-- THE TASKS --
(a) In the mod_python thread, what language does the original poster consider switching to if external connections cannot be made from Apache?
(b) Pick out and copy each line of the records that contains the string "tree".

-- PAGE --
────────

[mod_python] External connections in mod_python

Thu Apr 6 23:29:33 EDT 2006

I am not sure that what you are trying to do would work anyway.

You seem to create threads within the context of a request where
the threads could live beyond when the handler returns, yet the
threads then write back to the req object whose Apache internals
by that point may have been destroyed which thus could result
in a crash.

How are you sure that the line you quote is where it crashes?

Perhaps you can explain what you are trying to do rather than us
decipher the code.

Graham

Blake Householder wrote ..
> I have a bit of code that's trying to access google from a mod_python
> request handler, and it crashes Apache when it reaches the line
> 
> response = opener.open(self.url)
> 
> Is it possible to connect to external sites from Apache in this manner,
> or
> should I just give up and use PHP?

────────

-- RECORDS FOR PROCESSING --
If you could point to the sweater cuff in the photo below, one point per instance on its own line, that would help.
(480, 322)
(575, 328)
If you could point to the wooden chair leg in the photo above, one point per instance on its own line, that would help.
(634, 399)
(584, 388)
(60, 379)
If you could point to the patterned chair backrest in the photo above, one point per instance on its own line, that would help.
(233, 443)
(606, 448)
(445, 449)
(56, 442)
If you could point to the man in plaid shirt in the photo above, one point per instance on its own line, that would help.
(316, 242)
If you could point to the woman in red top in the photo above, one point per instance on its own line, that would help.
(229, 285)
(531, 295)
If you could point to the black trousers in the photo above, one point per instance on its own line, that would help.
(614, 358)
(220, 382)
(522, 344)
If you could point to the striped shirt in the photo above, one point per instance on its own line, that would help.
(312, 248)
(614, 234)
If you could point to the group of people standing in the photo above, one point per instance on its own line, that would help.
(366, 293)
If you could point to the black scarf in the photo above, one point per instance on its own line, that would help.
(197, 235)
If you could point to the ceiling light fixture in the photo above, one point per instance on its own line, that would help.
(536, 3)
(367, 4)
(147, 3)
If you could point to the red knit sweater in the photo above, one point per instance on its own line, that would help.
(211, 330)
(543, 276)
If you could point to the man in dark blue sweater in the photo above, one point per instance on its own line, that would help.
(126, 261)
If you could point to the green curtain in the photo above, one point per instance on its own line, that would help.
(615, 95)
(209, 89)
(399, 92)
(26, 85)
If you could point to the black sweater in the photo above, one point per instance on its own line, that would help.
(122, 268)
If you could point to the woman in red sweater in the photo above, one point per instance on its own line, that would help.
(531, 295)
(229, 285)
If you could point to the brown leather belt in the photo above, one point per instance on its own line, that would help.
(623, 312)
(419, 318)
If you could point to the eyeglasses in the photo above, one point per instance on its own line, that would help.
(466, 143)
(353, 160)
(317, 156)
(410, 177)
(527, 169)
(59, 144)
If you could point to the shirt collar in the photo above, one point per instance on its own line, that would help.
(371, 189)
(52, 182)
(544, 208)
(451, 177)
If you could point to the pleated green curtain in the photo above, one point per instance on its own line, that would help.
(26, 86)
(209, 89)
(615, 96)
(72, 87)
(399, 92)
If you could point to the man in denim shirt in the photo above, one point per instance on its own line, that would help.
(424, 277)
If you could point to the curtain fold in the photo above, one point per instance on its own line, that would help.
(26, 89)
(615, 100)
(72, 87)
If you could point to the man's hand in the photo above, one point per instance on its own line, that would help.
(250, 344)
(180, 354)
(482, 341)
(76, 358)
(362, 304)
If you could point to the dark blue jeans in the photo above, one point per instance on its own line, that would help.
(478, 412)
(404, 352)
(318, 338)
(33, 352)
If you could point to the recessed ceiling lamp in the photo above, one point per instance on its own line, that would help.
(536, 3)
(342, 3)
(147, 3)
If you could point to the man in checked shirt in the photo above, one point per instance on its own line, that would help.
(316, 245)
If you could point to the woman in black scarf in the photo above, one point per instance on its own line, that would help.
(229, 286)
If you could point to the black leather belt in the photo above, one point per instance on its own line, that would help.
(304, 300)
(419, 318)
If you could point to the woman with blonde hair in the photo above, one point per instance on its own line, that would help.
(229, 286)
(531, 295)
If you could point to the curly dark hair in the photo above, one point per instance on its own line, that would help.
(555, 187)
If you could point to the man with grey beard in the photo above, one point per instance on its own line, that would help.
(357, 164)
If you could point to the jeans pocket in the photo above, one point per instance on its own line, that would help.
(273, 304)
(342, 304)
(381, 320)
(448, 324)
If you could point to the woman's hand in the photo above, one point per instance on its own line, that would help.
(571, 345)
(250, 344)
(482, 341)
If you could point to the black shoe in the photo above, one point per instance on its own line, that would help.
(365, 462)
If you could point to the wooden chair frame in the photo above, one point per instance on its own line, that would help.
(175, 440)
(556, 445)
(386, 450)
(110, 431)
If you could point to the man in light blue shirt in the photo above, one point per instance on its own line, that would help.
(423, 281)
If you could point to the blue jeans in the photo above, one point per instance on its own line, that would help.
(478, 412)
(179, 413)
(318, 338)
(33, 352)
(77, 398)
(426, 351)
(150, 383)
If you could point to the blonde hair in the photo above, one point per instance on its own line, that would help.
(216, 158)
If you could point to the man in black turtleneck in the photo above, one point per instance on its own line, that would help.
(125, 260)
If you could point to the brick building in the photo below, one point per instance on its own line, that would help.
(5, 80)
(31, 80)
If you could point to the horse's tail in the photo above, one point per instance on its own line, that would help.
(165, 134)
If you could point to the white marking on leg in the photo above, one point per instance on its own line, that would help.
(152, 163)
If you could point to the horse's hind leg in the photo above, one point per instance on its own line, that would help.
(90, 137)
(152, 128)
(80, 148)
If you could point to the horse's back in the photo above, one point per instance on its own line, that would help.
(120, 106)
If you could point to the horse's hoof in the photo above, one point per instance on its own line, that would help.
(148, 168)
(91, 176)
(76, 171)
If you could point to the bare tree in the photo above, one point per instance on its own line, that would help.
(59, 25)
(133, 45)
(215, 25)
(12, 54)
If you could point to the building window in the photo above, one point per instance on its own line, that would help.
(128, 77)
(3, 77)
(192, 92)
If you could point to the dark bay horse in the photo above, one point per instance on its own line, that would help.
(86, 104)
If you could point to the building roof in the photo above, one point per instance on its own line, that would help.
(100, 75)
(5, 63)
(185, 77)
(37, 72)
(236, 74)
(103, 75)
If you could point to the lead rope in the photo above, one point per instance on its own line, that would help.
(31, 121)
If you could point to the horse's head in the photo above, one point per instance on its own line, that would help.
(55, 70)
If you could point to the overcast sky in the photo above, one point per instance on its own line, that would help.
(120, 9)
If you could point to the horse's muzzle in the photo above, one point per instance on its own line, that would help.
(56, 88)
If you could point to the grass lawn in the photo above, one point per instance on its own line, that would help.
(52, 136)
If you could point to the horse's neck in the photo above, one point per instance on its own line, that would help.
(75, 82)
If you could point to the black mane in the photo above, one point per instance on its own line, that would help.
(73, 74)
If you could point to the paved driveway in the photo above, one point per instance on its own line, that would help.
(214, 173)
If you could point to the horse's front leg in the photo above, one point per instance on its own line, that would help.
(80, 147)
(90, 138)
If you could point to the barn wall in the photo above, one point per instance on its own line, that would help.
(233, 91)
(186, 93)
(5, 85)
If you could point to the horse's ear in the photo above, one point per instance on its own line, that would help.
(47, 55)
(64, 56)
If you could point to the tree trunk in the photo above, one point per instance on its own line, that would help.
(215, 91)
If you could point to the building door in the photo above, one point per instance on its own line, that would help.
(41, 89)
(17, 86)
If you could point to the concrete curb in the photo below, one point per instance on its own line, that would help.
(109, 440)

────────

-- THE REPLIES --
(a) PHP

(b)
If you could point to the bare tree in the photo above, one point per instance on its own line, that would help.
If you could point to the tree trunk in the photo above, one point per instance on its own line, that would help.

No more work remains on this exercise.